> TEXTE PROPOSÉ:

--

Catherine Blaya : Cyberhaine

Comment se répand chez les jeunes la haine raciste, antisémite, xénophobe, islamophobe sur Internet ? Combien d’entre eux sont touchés par cette propagande ? Comment les affecte-elle ? Combien de jeunes subissent une cyberviolence ? L’ouvrage de Catherine Blaya (Cyberhaines, Nouveau Monde éditeur) apporte des réponses tirées des études existantes et d’une enquête de terrain menée en France par l’auteure auprès de 2000 jeunes. Professeur en sciences de l’éducation et spécialiste de la violence scolaire, Catherine Blaya interroge les programmes d’intervention et met son espoir dans l’éducation. Elle revient dans cet entretien sur les apports du livre dans cet entretien.

L’ouvrage s’appuie sur deux phénomènes, la cyberviolence et la cyberhaine. Comment les définiriez vous ?

Le livre parle surtout de la cyberhaine. Ce qui différencie la cyberhaine de la cyberviolence raciste, xénophobe, antisémite ou anti islam, c’est qu’elle affcete la victime mais aussi sa communauté. Elle génère un sentiment d’insécurité et de haine en retour et cela nuit à la cohésion de notre société. Derrière elle on va trouver des groupes organisés populistes ou fondamentalistes qui jouent sur les peurs, par exemple le mythe du Grand remplacement.

Cela touche quel pourcentage des jeunes ?

30% des jeunes sont exposés à ce genre de contenu haineux. On peut considérer que 14% des jeunes en sont victimes, surtout des filles et 4% sont des victimes répétées. On retrouve ces proportions au niveau de la cyberviolence : 30% de victimes et 4 ou 5% victimes répétées.

Les supports de victimation sont d’abord les SMS avant les médias sociaux. Les victimes sont toutes très connectées. 92% ont aussi été victimes de violence scolaire. Ce qui est d’ailleurs le cas aussi des auteurs. Ils ont tendance à être en opposition avec la société actuelle au niveau politique et social. Ils sont en quête d’idéal.

--

> MATÉRIEL:
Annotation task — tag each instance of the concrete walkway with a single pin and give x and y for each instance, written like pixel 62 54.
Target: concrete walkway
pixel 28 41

--

> CONSIGNE DONNÉE 1:
Répondez aux questions suivantes sur l'entretien consacré à la cyberhaine :
(a) Auprès de combien de jeunes Catherine Blaya a-t-elle mené son enquête de terrain en France ?
(b) Quelle part des jeunes est exposée à des contenus haineux ?
(c) Quels sont les premiers supports de victimation ?
> CONSIGNE DONNÉE 2: Recopiez l'entretien sur la cyberhaine de « Catherine Blaya : Cyberhaine » à « dans cet entretien. » en changeant « 2000 jeunes » en « deux mille jeunes ».
> CONSIGNE DONNÉE 3: Rédigez la suite de l'entretien sur la cyberhaine après sa dernière phrase.

> RÉPONSE ATTENDUE 1:
(a) Auprès de 2000 jeunes.
(b) 30 % des jeunes.
(c) Les SMS, avant les médias sociaux.

> RÉPONSE ATTENDUE 2:
Catherine Blaya : Cyberhaine

Comment se répand chez les jeunes la haine raciste, antisémite, xénophobe, islamophobe sur Internet ? Combien d’entre eux sont touchés par cette propagande ? Comment les affecte-elle ? Combien de jeunes subissent une cyberviolence ? L’ouvrage de Catherine Blaya (Cyberhaines, Nouveau Monde éditeur) apporte des réponses tirées des études existantes et d’une enquête de terrain menée en France par l’auteure auprès de deux mille jeunes. Professeur en sciences de l’éducation et spécialiste de la violence scolaire, Catherine Blaya interroge les programmes d’intervention et met son espoir dans l’éducation. Elle revient dans cet entretien sur les apports du livre dans cet entretien.

> RÉPONSE ATTENDUE 3:
Des groupes organisés jouent de cette opposition et sur le sentiment d’humiliation. Ces groupes sont composés de jeunes de tous milieux.

La cyberhaine passe d’abord par SMS et ensuite seulement par les réseaux sociaux. La majorité vient de déposer une proposition de loi pour controler ces réseaux sous l’autorité du CSA. Est-ce la bonne solution ?

Je ne connais pas ce texte. Mais controler les réseaux est important. Il faut que les entreprises qui tiennent ces réseaux soient plus vigilantes. Mais cela ne suffit pas. Il faut une éducation, un travail de fond. C’ets là que l’Ecole a un rôle primordial à jouer.

Pourquoi certains jeunes adhèrent à ces groupes haineux et d’autres pas ?

Il y a un double phénomène. Les groupes jouent sur la peur de perte d’identité auprès de ces jeunes. D’autre part internet amène les jeunes à construire des bulles informationnelles dans laquelle ils s’enferment. Ils finissent par trouver leur attitude normale. L’accroche se fait sur Internet mais le groupe existe aussi dans la vraie vie avec des rassemblements, des concerts etc.

Une des révélations du livre c’est qu’un jeune sur trois pense qu’on ne peut rien faire contre le racisme. Comment expliquer cela alors que l’antiracisme est une des valeurs fondatrices de l’Ecole ?

L’antiracisme est bien une des bases de l’école. Mais dans certaines communes des municipalités prennent des positions, sur les repas par exemple, qui parlent d’elles mêmes. L’Ecole peut faire beaucoup mais il faudrait que tout le monde l’appuie. Enfin il y a une sorte de fatalisme relayée par certains politiques populistes. Mais 70% des jeunes pensent qu’on peut faire quelque chose.

Que peuvent faire les enseignants face à la cyberhaine ?

Notre enquête montre qu’au lycée quand les enseignants parlent des questions de racisme, de xénophobie, le niveau de racisme diminue. Les enseignants ont une influence. Et puis il ya des thinktaks comme Solidarité laïque ou le projet Seriously qui expérimente contre les discours racistes en milieu scolaire.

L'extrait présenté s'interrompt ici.